**MATERIAL FOR THIS TASK**.
====
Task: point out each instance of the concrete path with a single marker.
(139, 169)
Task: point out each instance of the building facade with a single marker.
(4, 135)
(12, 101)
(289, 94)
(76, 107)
====
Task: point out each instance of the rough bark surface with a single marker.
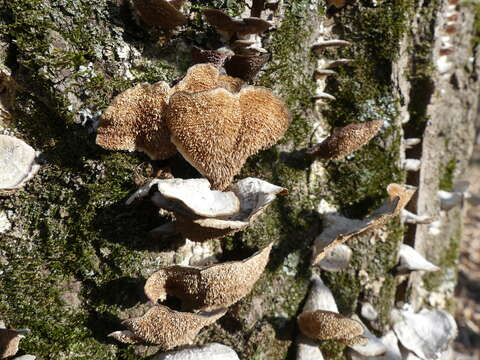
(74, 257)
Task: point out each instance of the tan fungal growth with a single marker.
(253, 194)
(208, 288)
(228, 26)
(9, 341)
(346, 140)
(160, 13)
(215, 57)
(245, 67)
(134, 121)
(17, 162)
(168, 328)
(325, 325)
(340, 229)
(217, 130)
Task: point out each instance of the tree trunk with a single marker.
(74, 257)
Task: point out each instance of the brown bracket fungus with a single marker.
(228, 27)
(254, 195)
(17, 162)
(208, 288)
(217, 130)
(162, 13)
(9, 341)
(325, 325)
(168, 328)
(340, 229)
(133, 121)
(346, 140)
====
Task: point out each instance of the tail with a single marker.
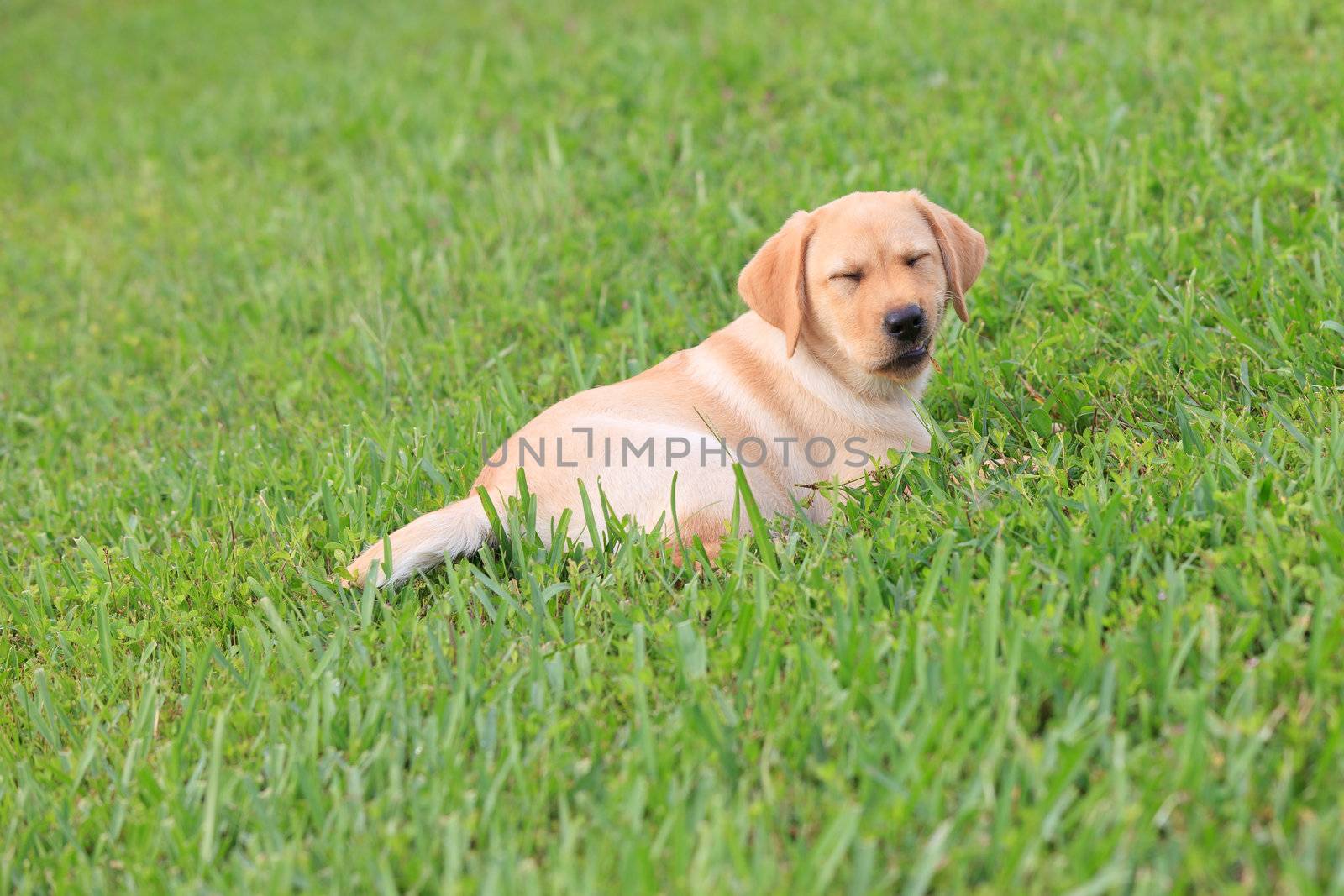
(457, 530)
====
**EXERCISE DETAILS**.
Tally the lines of the data above that contain the word "each", treating uppercase and lowercase as distinct, and give only the number.

**RESPONSE**.
7